What needs to be done
Although the entries contain pictures, only their text goes into the copy, set down exactly.

Records contained in a dataset:
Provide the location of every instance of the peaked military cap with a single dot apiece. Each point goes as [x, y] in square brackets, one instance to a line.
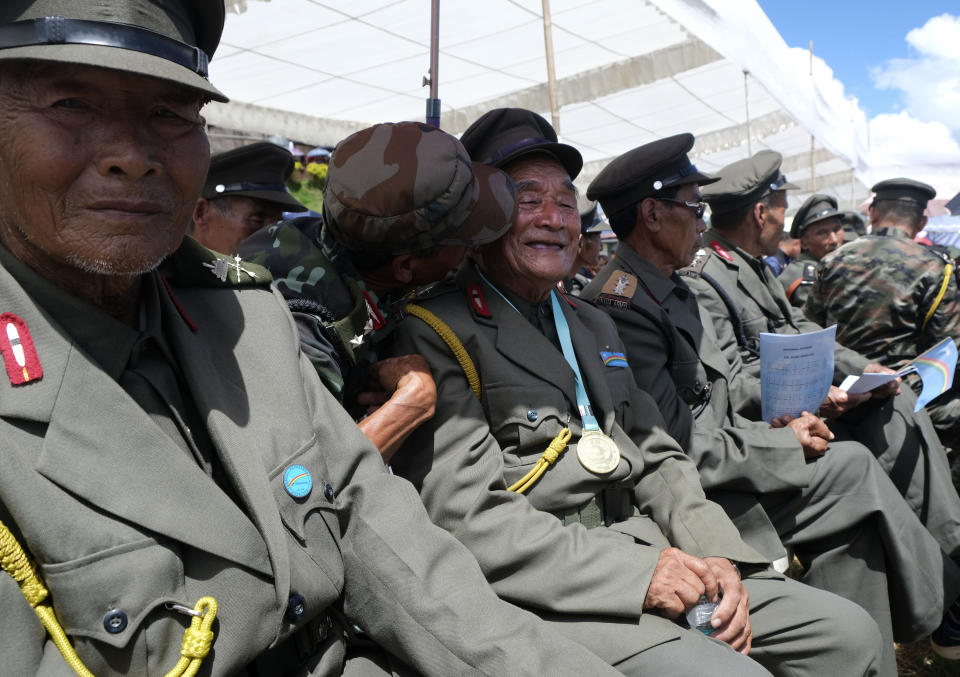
[404, 187]
[505, 134]
[171, 40]
[646, 171]
[748, 181]
[815, 208]
[591, 217]
[258, 171]
[905, 190]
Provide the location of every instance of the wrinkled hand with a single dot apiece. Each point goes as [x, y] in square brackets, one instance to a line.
[406, 380]
[839, 402]
[888, 389]
[402, 396]
[812, 433]
[732, 618]
[678, 581]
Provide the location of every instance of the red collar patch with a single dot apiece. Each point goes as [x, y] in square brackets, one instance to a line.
[477, 302]
[724, 254]
[19, 353]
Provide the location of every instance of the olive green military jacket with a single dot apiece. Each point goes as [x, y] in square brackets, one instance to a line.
[674, 356]
[742, 297]
[797, 279]
[592, 582]
[123, 522]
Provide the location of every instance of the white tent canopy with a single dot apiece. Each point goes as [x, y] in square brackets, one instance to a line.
[628, 72]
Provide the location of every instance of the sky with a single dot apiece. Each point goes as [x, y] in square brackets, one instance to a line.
[899, 58]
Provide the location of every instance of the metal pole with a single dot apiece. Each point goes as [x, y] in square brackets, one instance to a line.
[813, 174]
[551, 75]
[433, 103]
[746, 107]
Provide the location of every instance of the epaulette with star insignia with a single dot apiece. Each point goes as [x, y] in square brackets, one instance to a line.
[618, 290]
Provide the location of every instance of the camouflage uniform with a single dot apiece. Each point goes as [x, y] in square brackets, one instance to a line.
[878, 290]
[391, 189]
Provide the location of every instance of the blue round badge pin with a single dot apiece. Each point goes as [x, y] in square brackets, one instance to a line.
[297, 481]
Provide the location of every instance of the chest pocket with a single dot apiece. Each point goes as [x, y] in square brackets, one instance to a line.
[524, 419]
[312, 519]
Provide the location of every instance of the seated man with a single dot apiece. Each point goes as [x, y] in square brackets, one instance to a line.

Answer to this exercise
Provide the location of every instance of the peaked military cap with a single dot apiece. Each point goes as [x, y] in square brackets, one instance to a line.
[404, 187]
[505, 134]
[171, 40]
[646, 171]
[748, 181]
[815, 208]
[591, 217]
[258, 171]
[905, 190]
Provide the location of every instance of the wrinkled hand with a single dot apiece. Each point goes as [x, y] in square brackets, one instance to a line.
[406, 380]
[839, 402]
[888, 389]
[402, 396]
[812, 433]
[732, 618]
[678, 581]
Provide the location of every instance of the red collar patch with a single dot apiece. Each point goes as [x, y] in square brackets, one instance to a line.
[477, 302]
[724, 254]
[19, 353]
Provide the location of every instance of the olive green military jacket with a single dot apiece. Each point goes as [x, y] in square brackets, one instance to a line.
[674, 356]
[742, 297]
[797, 279]
[592, 582]
[123, 522]
Provide the location of every instance of the white tent canopy with a single dot apiece. Each point goes as [x, y] in square brackets, one instance to a line.
[628, 72]
Provide the location of every instance of the sky with a single dot apiece. Each point goes as [x, y] in square brackets, one instance to a line.
[899, 58]
Provide the location of every instance of the metal pole with a single dot apiece. Each point goes as [x, y] in square brackets, one instance to a line.
[813, 174]
[551, 75]
[433, 103]
[746, 107]
Provide the location of every instance of the epaulette with star insignia with a single dot apiece. Each point goes as [x, y] in square brackets, one instance to a line.
[618, 290]
Provide the location of every instance of the camouflage uniform with a single dot apiece. Each point goes as [x, y] in square brackets, one instance to a line.
[878, 290]
[391, 189]
Provide the location of every instance of the blue round badge pin with a single dot apiece. Each point goes as [x, y] in square brackets, one instance to a line.
[297, 481]
Provide the location of every instance of the chest pocket with a single dot apiece. Each point goes as [x, y] in square brackets, one instance to a line.
[524, 419]
[312, 519]
Provide the location of every instance of the seated man with a single dot apiece. Each point goes as [x, y] in square brackets, one instance to a line.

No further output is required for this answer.